**Record list**

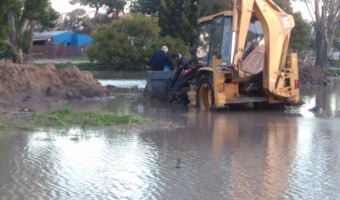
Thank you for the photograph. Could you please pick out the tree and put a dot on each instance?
(178, 18)
(77, 21)
(21, 19)
(149, 7)
(209, 7)
(111, 5)
(127, 43)
(96, 4)
(325, 16)
(301, 33)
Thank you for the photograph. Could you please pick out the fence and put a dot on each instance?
(52, 51)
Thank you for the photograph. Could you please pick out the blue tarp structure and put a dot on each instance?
(65, 37)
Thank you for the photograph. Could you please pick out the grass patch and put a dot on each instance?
(334, 63)
(67, 117)
(332, 72)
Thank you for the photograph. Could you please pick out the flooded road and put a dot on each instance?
(235, 154)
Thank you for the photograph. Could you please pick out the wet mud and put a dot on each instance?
(236, 154)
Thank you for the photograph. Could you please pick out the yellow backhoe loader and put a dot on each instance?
(243, 58)
(246, 54)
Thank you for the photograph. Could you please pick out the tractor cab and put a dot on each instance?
(216, 38)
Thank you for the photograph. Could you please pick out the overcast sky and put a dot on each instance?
(63, 6)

**Problem to solve**
Write out every item above word for word, leaving out the pictures.

**Expected output**
Thank you for the photograph. Could you please pick out the tree and put a dot on each instance?
(178, 18)
(77, 21)
(21, 19)
(149, 7)
(209, 7)
(111, 5)
(127, 43)
(96, 4)
(325, 16)
(301, 33)
Thank you for the photograph. Could you please pick out the fence and put a dot on each instance?
(52, 51)
Thank you for the photograph. Could you please pick out the blue tarp structure and put a dot on each instance?
(65, 37)
Thank you for the photograph. Could you please pick out the grass patch and put a dot on each instance?
(334, 63)
(67, 117)
(332, 72)
Thank you for the photograph. Could you please pick out the flooded road and put a dot on each instance?
(235, 154)
Thank you for the photograph. Could you please pick out the wet mud and put a dot on each instance?
(236, 154)
Thank you for the photograph. Could you please pick out the yellow backhoe loader and put a dot on each instance?
(243, 58)
(246, 54)
Thank you for the photograph. Could you please pick out the tractor cab and put a dot on each instance?
(216, 38)
Thank you for the photograph. Could you please pick out the overcast sky and put a dot on each instance?
(63, 6)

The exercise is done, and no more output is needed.